___ Entries

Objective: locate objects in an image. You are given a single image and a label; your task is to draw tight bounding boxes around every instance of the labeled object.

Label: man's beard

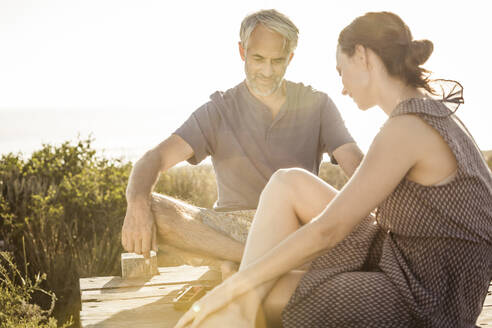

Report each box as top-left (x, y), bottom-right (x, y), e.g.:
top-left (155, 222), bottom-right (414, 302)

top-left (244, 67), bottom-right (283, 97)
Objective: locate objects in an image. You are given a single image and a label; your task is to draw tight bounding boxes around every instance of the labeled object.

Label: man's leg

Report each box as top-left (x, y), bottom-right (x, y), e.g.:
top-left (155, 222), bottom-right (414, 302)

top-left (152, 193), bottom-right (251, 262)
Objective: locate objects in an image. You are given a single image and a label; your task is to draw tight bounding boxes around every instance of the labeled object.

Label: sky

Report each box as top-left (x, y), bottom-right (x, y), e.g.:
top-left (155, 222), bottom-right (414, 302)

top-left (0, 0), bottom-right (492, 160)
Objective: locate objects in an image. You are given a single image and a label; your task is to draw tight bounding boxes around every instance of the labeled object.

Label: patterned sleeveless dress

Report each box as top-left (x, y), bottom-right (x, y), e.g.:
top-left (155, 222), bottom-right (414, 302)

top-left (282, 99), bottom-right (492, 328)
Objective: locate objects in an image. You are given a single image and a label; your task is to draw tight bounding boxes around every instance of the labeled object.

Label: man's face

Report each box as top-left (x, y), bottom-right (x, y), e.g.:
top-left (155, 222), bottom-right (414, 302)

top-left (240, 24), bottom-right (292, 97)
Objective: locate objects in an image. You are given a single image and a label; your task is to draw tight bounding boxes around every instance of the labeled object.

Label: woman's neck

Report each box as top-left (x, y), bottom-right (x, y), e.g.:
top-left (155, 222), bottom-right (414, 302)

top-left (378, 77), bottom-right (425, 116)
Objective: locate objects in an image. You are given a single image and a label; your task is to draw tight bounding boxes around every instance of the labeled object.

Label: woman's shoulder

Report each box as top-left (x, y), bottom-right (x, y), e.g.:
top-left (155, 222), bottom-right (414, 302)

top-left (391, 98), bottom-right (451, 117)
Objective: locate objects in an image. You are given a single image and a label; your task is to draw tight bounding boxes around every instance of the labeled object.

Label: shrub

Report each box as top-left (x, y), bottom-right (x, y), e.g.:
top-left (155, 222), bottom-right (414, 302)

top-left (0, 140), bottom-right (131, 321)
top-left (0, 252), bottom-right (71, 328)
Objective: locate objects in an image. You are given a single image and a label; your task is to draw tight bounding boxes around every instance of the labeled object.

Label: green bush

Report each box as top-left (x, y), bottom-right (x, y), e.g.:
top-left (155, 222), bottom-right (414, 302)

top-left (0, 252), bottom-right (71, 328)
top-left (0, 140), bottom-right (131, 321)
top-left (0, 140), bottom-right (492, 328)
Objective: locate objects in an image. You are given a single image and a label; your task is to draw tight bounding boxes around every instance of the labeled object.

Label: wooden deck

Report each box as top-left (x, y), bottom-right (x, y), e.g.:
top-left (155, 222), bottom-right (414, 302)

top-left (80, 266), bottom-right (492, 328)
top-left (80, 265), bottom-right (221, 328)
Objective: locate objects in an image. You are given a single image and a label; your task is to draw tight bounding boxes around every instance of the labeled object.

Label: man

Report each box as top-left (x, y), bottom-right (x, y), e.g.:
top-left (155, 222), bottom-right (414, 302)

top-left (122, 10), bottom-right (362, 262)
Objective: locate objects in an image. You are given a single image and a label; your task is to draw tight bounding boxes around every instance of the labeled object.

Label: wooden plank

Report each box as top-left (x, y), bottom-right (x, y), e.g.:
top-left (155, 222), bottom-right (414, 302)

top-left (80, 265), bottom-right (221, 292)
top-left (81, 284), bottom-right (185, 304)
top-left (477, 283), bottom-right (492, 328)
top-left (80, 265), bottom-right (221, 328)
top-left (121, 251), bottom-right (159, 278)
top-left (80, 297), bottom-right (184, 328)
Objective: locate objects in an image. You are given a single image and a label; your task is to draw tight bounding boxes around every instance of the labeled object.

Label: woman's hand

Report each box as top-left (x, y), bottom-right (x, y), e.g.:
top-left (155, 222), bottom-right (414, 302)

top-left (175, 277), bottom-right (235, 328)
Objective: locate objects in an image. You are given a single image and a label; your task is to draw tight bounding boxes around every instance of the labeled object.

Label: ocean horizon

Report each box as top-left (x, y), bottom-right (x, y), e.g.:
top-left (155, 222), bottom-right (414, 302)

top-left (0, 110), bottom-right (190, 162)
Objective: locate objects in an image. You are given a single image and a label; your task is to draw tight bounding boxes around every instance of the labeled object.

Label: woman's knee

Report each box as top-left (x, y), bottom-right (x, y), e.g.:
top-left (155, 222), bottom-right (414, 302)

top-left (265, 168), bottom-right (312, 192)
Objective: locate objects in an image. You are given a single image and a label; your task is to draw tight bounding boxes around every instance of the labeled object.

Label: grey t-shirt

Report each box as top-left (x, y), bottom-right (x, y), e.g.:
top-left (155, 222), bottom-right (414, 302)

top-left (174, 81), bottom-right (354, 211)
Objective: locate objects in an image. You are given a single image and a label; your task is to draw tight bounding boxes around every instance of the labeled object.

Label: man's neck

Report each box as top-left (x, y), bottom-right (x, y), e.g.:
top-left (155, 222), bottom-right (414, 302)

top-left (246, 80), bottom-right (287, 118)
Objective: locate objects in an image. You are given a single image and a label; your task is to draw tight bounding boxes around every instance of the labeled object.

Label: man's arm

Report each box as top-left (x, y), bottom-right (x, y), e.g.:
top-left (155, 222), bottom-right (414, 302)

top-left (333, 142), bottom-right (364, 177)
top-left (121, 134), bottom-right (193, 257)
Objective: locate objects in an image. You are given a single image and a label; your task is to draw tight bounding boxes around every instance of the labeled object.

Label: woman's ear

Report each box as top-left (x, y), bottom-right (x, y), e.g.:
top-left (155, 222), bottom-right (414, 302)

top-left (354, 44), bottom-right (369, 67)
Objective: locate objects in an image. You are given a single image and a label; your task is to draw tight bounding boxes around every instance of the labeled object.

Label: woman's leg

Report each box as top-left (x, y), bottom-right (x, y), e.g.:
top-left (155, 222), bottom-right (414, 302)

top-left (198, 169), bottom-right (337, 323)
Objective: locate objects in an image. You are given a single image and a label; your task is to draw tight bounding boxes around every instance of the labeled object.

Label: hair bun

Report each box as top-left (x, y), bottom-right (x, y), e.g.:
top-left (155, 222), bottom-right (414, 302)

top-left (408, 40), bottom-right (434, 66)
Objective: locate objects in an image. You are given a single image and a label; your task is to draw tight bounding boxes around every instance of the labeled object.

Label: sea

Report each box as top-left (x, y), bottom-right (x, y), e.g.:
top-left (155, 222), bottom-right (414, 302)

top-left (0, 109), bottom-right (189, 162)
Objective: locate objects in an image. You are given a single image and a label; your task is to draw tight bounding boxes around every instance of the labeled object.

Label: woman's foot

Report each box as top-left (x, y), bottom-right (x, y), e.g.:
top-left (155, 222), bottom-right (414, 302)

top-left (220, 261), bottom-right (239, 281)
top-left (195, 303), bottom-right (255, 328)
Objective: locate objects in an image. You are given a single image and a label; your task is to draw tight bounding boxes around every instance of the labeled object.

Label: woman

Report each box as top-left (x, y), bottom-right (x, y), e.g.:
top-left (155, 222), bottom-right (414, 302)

______

Rewrite the items from their start through the line containing "top-left (0, 0), bottom-right (492, 160)", replacing every "bounding boxes" with "enclosing rectangles" and changing nothing else. Leave the pictures out of your answer.

Objective: locate objects in an image. You are given a single image and a label; your task is to draw tight enclosing rectangles around every instance of the labeled object.

Label: man's beard


Report each box as top-left (x, y), bottom-right (x, y), e.g.:
top-left (155, 222), bottom-right (414, 302)

top-left (244, 67), bottom-right (283, 97)
Objective: locate objects in an image. You are given a single image and a label; your task is to draw tight enclosing rectangles around every instance of the labeled object.

Label: man's leg

Report each box as top-left (x, y), bottom-right (x, y), e.g.:
top-left (155, 222), bottom-right (414, 302)

top-left (152, 193), bottom-right (251, 262)
Objective: locate objects in an image. You are given a single image and a label; your task is to draw tight enclosing rectangles around every instance of the labeled object.

Label: sky

Report each box as top-left (x, y), bottom-right (x, y), e.g.:
top-left (155, 222), bottom-right (414, 302)

top-left (0, 0), bottom-right (492, 160)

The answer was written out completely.